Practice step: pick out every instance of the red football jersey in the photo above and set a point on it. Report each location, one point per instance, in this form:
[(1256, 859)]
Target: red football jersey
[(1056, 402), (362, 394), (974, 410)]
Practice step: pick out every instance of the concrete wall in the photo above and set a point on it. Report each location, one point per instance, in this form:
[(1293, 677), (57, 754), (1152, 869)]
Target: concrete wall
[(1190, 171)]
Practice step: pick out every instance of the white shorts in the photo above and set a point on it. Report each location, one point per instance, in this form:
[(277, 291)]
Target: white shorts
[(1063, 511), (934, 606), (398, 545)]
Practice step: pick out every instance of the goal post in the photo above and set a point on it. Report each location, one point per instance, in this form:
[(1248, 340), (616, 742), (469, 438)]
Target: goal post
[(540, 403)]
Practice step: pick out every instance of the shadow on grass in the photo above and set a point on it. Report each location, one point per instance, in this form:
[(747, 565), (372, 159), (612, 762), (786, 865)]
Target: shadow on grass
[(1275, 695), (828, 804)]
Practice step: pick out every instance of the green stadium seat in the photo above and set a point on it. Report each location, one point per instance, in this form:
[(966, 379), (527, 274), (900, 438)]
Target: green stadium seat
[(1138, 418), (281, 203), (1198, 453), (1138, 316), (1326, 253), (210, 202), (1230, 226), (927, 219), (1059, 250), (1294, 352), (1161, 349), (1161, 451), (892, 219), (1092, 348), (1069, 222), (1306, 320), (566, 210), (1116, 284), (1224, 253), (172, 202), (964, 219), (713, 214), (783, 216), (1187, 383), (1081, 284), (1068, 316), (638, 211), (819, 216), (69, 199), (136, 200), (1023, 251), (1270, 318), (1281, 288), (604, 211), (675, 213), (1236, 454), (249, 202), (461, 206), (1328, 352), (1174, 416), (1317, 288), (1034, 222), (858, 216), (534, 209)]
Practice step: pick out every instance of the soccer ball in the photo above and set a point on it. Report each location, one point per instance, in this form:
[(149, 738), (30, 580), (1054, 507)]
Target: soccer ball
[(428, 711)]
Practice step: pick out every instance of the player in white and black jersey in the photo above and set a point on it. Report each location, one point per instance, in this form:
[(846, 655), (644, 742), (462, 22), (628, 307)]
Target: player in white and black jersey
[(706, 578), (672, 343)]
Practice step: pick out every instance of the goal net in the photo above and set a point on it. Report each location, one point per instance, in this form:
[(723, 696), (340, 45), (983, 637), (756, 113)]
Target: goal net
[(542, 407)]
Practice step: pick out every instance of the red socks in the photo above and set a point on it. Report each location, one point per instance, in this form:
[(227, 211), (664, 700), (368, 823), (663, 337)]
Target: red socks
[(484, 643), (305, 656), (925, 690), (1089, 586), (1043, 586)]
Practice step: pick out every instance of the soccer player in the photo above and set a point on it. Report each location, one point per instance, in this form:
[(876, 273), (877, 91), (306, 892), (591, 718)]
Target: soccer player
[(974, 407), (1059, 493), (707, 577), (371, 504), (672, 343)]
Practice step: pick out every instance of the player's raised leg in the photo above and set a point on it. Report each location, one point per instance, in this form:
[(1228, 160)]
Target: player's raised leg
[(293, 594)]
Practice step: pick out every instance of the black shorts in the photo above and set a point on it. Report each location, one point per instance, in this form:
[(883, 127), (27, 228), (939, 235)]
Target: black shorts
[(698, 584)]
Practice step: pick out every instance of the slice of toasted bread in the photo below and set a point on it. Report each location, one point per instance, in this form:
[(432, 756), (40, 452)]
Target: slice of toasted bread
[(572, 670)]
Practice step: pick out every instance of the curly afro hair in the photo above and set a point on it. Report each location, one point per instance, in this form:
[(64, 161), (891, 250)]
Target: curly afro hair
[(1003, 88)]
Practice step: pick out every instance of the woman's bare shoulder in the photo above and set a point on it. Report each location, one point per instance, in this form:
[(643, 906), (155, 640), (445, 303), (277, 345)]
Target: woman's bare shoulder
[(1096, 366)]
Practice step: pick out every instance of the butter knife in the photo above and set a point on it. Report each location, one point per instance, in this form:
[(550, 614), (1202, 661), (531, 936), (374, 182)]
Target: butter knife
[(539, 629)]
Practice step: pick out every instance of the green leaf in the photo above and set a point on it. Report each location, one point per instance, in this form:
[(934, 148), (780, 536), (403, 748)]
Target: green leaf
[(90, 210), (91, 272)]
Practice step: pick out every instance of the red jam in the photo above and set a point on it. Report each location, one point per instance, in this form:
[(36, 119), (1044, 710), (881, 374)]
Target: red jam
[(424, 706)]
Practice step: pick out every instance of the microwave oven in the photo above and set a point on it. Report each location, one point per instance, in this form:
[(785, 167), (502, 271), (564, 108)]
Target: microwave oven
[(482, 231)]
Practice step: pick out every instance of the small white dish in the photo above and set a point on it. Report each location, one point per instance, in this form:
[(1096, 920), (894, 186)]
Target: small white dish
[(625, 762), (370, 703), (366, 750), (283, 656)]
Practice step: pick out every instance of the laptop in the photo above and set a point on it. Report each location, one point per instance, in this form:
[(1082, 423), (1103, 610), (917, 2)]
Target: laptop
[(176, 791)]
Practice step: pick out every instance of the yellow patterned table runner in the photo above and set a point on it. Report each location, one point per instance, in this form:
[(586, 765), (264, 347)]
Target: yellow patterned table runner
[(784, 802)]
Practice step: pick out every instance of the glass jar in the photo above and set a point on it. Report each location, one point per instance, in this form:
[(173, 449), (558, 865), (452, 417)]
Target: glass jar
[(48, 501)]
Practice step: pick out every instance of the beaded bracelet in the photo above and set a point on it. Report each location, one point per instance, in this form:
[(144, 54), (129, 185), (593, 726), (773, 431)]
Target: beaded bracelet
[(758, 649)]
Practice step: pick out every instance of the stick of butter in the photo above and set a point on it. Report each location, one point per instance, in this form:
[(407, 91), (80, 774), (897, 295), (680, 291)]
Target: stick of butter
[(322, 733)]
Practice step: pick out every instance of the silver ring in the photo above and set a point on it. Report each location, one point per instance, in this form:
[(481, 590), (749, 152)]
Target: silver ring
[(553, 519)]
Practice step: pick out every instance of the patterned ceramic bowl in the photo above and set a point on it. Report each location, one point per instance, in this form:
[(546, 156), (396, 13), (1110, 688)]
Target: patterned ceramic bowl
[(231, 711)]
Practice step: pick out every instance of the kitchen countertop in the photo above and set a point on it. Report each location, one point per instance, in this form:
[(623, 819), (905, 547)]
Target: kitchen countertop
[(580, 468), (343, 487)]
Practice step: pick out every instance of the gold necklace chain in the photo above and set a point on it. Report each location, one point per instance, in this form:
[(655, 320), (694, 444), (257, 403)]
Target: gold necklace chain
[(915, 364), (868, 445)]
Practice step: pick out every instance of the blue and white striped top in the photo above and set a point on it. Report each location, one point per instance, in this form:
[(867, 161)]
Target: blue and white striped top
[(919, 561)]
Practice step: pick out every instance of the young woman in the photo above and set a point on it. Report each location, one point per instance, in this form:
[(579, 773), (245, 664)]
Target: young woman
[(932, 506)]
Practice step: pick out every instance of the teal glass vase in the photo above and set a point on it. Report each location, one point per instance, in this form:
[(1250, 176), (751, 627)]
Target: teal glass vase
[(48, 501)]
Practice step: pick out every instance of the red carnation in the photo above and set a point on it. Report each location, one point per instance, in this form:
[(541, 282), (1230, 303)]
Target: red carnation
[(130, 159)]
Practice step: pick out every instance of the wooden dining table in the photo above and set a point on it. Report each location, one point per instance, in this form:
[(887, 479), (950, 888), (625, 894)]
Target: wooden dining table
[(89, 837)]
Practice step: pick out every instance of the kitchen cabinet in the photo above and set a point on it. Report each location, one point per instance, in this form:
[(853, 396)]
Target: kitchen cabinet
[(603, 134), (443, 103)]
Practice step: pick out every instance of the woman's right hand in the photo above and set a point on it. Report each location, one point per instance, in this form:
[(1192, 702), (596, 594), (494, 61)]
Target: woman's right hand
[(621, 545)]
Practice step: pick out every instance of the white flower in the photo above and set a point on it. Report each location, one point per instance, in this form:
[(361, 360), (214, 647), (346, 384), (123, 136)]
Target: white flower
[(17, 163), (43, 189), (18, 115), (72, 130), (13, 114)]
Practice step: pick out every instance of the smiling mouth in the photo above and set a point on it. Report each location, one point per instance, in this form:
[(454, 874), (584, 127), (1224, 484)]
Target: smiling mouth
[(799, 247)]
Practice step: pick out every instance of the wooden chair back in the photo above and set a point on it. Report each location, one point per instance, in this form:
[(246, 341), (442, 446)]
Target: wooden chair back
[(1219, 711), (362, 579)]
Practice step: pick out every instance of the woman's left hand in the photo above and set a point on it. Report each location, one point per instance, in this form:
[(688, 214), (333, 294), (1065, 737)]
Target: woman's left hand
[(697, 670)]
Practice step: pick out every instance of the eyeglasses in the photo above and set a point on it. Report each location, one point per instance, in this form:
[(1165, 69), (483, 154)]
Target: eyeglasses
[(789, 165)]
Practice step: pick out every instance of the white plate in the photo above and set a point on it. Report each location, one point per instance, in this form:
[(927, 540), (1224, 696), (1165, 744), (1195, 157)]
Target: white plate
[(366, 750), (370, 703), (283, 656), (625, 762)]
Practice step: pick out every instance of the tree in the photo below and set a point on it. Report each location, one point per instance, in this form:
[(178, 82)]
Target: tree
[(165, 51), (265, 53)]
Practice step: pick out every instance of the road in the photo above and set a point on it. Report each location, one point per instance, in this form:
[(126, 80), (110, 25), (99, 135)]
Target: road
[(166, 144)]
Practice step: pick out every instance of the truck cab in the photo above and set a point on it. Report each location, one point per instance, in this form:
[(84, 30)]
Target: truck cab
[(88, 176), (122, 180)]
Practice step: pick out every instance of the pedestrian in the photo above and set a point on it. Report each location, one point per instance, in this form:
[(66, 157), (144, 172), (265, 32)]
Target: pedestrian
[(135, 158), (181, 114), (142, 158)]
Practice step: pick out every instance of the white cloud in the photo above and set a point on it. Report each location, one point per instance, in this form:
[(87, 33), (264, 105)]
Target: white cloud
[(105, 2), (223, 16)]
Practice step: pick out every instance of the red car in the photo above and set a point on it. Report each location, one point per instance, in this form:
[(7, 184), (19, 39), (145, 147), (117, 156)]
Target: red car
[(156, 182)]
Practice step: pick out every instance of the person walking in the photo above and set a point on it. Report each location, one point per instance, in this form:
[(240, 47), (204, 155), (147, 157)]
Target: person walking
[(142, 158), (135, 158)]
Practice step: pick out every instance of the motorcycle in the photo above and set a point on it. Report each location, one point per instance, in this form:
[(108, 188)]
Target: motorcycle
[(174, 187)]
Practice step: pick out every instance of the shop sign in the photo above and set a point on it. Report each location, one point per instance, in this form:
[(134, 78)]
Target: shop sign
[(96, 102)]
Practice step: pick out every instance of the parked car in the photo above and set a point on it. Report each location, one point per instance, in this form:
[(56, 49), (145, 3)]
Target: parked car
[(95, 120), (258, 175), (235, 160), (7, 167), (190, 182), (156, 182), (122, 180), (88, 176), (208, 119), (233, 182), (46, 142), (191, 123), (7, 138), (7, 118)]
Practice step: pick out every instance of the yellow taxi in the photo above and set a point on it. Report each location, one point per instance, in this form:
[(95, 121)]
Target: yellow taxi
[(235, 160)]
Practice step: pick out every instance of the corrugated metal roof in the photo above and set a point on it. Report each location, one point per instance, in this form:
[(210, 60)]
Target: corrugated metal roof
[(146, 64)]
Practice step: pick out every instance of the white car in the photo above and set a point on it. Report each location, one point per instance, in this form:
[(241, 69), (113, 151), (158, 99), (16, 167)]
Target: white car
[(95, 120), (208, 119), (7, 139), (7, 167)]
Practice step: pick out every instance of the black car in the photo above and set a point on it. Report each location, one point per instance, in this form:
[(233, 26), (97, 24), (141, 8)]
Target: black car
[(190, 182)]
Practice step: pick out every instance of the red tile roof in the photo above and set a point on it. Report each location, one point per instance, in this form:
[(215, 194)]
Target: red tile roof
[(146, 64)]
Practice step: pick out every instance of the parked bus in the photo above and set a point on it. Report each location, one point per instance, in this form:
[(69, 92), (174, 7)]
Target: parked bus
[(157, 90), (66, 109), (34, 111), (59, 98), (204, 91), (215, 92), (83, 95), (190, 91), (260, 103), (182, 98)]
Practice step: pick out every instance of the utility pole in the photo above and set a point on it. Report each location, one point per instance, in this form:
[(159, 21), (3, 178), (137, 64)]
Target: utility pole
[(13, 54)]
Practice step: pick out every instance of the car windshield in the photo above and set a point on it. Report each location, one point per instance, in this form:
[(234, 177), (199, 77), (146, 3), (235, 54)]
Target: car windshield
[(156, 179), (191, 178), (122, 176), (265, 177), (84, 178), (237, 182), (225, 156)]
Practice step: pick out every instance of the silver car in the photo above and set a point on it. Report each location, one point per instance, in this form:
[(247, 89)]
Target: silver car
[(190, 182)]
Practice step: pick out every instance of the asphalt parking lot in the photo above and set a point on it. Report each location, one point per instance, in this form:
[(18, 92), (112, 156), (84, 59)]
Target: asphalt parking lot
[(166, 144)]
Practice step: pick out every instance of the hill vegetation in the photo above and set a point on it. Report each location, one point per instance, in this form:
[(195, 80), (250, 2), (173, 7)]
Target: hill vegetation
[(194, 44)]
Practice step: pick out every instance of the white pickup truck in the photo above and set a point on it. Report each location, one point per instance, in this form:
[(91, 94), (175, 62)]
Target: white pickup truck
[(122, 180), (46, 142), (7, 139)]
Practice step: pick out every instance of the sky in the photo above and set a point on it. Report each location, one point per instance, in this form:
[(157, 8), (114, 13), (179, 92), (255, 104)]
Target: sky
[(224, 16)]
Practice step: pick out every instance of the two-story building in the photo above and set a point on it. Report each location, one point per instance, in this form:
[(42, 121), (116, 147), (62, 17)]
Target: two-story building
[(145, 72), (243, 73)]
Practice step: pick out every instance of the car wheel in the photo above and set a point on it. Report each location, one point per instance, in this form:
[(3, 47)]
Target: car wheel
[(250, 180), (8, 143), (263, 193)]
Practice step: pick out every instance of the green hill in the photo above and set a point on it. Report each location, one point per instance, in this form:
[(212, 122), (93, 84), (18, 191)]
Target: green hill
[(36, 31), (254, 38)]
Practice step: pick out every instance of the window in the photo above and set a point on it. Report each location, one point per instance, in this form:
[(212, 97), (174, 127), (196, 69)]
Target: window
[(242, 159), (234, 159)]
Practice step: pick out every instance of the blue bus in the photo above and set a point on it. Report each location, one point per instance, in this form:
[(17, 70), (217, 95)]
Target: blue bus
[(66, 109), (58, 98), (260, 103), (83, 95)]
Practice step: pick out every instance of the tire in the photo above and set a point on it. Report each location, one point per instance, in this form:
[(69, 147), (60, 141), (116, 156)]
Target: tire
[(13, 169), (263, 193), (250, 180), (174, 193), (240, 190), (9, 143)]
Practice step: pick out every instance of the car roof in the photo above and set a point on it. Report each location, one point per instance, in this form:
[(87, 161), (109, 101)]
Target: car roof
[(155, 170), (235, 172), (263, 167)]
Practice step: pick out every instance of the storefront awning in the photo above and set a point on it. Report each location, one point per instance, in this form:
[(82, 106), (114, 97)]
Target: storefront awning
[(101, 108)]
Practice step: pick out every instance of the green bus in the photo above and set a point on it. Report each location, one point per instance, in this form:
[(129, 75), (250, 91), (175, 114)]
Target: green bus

# # # # # # #

# Aim
Write out the entries again, from the line containing "Practice step: pick out every instance of the player's" through the line containing "[(698, 584)]", both ends included. Shift every coordinate in the answers by -131, and leave the lines asking for points and the sample lists under them as they are.

# Task answer
Practice step: pick out every instance of the player's raised leg in the photo above and set a point on it. Report each location, one point per instance, in this form:
[(1228, 160)]
Target: player's raised leg
[(162, 463)]
Practice step: pick out every instance of the black shorts in the photo above and set a point on it. Report each location, one point per instance, in this form:
[(883, 127), (27, 228), (939, 235)]
Target: black shorts
[(567, 453)]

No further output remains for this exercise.